* Task directions *
Every line holding the word "below" should be copied from the material.

* Records provided *
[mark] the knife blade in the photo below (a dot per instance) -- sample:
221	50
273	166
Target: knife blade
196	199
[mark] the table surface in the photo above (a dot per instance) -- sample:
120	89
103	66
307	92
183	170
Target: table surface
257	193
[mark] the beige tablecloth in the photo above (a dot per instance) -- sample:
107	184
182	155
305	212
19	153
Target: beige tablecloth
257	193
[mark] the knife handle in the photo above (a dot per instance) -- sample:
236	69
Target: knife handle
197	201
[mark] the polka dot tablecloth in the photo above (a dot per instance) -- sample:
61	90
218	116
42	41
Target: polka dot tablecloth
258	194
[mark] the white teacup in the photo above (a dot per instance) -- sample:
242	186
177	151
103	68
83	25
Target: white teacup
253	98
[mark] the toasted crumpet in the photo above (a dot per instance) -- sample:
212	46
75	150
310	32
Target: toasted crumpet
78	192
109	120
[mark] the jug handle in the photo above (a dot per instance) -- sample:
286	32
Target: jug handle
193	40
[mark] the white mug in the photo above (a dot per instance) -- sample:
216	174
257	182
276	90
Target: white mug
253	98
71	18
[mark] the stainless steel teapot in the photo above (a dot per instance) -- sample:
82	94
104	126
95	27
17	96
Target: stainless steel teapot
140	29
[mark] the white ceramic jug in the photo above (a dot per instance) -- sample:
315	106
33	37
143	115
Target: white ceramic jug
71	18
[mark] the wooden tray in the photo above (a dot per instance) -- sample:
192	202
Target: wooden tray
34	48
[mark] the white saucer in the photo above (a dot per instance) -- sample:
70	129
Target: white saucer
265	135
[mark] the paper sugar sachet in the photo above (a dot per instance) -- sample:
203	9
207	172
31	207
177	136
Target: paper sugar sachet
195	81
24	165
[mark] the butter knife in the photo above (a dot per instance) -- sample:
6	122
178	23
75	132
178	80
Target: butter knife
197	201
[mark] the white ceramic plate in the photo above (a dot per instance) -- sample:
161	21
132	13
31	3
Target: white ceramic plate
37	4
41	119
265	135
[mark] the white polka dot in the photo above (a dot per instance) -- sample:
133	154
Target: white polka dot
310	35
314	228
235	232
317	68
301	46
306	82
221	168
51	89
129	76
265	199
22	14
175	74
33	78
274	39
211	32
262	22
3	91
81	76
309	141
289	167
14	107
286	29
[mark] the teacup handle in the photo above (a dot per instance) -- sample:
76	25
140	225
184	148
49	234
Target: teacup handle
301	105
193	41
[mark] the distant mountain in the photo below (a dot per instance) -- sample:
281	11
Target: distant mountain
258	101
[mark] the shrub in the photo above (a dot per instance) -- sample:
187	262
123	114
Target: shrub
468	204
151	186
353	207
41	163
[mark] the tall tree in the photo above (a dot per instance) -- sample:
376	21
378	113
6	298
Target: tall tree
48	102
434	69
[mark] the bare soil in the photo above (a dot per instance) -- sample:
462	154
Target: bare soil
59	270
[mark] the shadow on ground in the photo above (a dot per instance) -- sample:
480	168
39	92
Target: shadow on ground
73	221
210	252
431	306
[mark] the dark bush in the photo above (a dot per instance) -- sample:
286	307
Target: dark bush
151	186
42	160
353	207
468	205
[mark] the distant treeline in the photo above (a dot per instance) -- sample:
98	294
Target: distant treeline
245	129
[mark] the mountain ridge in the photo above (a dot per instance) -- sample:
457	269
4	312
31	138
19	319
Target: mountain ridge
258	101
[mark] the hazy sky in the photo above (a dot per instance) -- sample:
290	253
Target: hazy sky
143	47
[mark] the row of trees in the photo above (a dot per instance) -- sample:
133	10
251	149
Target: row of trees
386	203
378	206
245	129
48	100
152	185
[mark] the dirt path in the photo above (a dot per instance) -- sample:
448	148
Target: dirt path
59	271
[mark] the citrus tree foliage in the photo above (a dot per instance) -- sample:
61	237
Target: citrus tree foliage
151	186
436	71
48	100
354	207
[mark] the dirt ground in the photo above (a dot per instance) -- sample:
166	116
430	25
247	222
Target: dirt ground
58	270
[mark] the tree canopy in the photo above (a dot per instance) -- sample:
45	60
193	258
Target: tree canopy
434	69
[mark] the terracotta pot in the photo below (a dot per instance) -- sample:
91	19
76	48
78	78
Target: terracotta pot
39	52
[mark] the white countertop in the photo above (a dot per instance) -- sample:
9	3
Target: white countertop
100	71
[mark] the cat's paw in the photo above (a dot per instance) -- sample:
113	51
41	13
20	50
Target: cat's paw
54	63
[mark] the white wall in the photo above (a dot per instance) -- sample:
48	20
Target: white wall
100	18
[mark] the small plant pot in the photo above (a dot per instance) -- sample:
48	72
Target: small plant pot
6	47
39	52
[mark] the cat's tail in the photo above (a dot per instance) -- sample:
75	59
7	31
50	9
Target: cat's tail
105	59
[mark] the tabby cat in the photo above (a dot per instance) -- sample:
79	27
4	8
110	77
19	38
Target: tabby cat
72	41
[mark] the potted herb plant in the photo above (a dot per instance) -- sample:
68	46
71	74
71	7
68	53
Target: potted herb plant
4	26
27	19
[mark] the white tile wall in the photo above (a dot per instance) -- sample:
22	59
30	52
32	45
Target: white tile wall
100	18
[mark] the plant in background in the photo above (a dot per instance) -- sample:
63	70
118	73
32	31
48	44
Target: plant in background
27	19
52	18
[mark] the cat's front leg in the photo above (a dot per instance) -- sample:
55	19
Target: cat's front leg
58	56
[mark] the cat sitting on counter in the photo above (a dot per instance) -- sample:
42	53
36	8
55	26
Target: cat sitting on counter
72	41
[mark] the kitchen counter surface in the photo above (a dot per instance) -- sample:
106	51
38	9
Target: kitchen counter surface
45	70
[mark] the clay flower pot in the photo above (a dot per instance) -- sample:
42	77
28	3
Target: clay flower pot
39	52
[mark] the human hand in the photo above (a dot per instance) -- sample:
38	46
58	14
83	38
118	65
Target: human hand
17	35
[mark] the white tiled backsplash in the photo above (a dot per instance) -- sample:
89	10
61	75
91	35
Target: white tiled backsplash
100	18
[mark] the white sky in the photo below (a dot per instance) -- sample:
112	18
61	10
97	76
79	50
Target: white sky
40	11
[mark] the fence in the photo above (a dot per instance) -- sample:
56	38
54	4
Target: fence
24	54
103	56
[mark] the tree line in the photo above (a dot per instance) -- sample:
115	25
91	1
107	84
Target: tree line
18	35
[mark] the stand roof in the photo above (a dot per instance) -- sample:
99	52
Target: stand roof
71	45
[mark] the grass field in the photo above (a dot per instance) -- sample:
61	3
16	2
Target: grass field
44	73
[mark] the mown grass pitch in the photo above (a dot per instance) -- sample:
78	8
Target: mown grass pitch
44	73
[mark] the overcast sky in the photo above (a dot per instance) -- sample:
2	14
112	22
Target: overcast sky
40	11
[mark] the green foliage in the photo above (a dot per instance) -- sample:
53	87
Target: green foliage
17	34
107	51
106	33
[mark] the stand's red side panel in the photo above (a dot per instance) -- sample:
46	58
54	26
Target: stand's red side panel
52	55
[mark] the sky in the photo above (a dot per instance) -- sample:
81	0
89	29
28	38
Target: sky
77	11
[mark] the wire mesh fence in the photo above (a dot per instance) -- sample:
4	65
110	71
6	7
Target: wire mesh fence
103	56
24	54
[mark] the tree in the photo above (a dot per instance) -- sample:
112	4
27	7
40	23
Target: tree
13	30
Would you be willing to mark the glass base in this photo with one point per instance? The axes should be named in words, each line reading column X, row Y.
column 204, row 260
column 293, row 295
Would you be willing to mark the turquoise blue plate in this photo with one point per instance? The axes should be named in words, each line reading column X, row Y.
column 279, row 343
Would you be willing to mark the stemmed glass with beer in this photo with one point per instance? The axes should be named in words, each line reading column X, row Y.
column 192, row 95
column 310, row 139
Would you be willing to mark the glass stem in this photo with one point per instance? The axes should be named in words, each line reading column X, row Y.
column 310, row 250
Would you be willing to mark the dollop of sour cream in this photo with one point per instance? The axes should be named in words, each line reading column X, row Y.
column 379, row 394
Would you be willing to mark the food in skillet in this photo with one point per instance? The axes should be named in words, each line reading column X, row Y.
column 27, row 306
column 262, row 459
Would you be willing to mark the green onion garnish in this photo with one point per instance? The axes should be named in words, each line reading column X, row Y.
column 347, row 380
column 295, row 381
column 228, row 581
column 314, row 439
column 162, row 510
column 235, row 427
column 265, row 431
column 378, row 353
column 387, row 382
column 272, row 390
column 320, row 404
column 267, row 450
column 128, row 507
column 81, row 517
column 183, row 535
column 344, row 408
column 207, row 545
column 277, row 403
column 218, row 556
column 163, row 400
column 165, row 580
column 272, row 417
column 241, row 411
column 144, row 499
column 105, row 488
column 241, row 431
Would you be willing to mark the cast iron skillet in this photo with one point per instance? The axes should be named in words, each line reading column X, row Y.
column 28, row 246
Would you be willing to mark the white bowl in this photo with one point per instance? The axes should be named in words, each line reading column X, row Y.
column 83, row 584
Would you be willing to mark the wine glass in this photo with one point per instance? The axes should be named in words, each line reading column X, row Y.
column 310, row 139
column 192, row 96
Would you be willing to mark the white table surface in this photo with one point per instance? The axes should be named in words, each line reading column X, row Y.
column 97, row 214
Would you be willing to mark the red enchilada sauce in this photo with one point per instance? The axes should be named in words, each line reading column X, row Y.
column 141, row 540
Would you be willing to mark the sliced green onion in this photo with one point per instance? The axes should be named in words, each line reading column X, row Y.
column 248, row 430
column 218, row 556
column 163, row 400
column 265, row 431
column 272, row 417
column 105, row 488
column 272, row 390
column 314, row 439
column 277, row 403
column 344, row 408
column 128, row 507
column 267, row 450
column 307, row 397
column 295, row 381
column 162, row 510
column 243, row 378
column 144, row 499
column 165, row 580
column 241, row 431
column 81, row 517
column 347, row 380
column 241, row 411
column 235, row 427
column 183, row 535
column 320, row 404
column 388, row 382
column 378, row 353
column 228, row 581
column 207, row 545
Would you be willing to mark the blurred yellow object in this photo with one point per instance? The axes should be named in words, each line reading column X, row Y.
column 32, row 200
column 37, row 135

* Finished task *
[mark] the knife blade in the photo below (a dot per instance) -- sample:
[mark] the distant mountain in the photo below (a dot per instance) -- sample:
[mark] the terracotta pot in the photo below (a dot per instance) -- sample:
[mark] the white sky in the photo below (a dot per instance) -- sample:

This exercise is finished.